■ Dataset records:

-- Start --

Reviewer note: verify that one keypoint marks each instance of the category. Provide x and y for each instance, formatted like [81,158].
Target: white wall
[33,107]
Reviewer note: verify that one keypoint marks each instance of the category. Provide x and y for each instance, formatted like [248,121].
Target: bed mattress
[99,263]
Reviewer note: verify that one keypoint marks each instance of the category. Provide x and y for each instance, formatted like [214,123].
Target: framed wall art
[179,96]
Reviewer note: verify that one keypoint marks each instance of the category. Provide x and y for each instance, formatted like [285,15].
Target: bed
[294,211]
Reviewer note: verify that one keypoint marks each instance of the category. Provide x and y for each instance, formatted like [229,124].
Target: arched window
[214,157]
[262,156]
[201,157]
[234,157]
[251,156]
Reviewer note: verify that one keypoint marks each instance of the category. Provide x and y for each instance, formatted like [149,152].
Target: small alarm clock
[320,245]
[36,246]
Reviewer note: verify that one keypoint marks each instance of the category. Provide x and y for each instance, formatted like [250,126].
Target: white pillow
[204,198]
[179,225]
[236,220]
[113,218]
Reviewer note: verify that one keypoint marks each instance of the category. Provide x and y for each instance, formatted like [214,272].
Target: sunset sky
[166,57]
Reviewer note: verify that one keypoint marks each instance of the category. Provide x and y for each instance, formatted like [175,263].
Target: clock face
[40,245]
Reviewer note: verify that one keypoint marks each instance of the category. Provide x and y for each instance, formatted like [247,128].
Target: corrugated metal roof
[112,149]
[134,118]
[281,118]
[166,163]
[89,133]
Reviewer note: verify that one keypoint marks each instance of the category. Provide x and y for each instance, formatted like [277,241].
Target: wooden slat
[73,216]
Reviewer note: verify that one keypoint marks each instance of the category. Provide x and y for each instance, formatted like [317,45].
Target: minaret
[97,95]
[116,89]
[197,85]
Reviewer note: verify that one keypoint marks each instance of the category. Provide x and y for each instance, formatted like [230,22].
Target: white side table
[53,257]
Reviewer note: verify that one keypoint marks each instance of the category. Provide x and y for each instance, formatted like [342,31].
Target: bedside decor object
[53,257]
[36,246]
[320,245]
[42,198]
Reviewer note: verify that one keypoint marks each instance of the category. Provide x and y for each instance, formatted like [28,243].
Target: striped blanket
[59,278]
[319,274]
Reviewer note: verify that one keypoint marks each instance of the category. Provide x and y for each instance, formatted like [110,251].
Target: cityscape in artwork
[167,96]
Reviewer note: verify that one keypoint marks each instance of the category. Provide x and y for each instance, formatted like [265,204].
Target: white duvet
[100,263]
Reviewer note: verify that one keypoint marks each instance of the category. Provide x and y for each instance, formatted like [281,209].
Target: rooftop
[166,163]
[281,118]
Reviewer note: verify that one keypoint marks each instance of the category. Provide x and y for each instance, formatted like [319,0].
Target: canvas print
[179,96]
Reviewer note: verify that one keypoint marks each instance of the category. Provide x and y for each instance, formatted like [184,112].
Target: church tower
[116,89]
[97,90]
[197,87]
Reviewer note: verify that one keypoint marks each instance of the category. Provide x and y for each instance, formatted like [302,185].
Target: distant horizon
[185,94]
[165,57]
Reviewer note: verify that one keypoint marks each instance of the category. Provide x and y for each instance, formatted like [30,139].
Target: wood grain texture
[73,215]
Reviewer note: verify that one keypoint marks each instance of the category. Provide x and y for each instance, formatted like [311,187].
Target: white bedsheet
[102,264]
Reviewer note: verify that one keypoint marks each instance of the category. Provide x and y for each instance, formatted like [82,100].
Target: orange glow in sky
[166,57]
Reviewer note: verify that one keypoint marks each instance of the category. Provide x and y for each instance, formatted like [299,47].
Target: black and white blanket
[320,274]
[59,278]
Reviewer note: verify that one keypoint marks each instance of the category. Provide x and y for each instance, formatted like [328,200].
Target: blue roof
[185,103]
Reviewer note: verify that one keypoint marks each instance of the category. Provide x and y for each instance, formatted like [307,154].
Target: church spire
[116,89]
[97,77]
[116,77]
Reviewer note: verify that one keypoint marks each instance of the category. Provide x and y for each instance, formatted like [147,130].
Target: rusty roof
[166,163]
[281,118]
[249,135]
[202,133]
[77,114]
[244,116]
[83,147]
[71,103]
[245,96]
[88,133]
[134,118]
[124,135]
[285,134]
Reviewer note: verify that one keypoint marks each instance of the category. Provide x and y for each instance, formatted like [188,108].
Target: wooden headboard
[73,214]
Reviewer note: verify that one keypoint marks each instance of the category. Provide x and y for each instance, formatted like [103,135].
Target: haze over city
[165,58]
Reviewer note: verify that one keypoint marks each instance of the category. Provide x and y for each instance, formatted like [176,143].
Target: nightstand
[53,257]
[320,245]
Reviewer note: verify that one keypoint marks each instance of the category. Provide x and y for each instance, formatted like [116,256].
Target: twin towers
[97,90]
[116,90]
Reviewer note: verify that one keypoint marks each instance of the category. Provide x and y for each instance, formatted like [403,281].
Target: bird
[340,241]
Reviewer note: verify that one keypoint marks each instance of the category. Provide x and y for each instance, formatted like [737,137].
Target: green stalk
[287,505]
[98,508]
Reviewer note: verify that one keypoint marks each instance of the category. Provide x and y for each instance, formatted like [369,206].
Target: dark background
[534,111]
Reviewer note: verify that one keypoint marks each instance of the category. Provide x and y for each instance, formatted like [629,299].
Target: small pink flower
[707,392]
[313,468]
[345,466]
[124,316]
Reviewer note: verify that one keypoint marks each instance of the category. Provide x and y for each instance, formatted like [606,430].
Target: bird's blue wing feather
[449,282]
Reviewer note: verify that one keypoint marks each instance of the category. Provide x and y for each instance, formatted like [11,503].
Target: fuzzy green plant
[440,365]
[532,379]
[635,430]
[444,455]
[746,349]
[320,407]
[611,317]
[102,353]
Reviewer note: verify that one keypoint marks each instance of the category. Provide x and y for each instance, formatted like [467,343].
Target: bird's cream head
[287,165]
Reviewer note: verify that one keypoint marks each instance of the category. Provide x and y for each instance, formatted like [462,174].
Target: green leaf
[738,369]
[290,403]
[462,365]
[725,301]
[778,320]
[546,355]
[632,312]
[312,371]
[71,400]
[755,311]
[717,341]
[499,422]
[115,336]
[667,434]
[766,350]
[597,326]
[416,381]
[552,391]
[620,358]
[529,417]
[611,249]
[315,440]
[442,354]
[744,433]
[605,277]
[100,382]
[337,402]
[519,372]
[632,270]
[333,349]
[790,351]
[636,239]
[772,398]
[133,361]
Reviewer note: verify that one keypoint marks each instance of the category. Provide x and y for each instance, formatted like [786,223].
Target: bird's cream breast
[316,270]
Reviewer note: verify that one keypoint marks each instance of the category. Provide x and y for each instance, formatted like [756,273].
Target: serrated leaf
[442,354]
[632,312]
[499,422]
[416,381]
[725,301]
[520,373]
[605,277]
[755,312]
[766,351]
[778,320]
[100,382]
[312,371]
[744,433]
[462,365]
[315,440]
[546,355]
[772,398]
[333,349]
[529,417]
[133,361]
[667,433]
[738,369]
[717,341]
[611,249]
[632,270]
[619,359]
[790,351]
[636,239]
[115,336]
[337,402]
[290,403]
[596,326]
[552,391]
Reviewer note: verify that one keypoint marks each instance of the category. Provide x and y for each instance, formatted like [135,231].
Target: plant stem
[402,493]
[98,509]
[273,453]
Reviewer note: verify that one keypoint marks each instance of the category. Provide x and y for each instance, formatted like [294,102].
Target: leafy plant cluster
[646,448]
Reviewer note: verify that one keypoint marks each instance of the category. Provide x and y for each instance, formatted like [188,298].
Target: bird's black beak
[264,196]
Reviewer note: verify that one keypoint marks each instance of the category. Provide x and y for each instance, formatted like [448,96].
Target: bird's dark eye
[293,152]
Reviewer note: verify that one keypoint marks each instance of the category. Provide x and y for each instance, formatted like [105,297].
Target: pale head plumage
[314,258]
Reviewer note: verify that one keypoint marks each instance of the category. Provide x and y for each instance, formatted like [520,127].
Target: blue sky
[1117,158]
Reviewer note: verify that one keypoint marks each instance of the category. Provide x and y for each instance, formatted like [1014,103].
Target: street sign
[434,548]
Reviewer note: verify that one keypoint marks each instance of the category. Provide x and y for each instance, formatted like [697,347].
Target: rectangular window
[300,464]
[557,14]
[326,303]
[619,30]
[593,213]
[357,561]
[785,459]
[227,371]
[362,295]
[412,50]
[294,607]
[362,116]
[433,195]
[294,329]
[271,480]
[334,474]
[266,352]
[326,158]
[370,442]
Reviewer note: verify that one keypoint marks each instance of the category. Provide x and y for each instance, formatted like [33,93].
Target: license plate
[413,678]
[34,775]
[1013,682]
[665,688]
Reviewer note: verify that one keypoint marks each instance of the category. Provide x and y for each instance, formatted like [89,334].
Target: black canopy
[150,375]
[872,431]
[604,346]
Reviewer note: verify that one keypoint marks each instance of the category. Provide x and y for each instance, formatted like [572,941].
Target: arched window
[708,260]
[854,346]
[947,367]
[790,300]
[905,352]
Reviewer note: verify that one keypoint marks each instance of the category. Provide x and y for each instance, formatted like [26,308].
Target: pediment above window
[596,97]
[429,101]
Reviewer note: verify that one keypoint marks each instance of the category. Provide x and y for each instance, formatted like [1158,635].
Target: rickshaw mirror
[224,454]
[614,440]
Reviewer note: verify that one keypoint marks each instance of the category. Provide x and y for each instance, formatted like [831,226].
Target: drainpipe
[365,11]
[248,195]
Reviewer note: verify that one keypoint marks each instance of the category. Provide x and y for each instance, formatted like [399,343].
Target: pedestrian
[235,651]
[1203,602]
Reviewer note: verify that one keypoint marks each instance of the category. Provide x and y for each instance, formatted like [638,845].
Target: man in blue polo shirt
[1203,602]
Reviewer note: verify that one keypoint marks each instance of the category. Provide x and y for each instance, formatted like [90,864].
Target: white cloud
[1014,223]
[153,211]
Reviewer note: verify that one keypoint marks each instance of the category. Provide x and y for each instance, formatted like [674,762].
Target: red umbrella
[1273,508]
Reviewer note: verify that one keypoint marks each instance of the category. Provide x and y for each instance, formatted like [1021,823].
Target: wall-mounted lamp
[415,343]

-- End --

■ Directions for this task:
Please convert the items from the line containing "formatted like [638,845]." through the end of the items into a two-column CSV with the headers item_text and answer, one row per item. Put the item's text and its answer in one quoted field each, replacing any line breaks with spaces.

■ Output of the exercise:
item_text,answer
"Reviewer note: verify that one keypoint marks each instance of the category. Provide x and y for each instance, formatted like [638,845]. Target: man in blue polo shirt","[1203,602]"
"Reviewer note: verify that one keypoint marks each instance of the category. Provide x and y for each instance, formatted like [90,864]. Target: white cloud","[1014,223] [153,211]"
"Reviewer note: verify that one keypoint marks each instance of the category. Provide x and y for each instance, formatted like [674,762]. Target: red umbrella","[1273,508]"
"Reviewer note: verify that one keypoint marks each instance of the category. Provide x and y for each instance, formatted like [1021,823]. Target: wall-mounted lamp","[415,343]"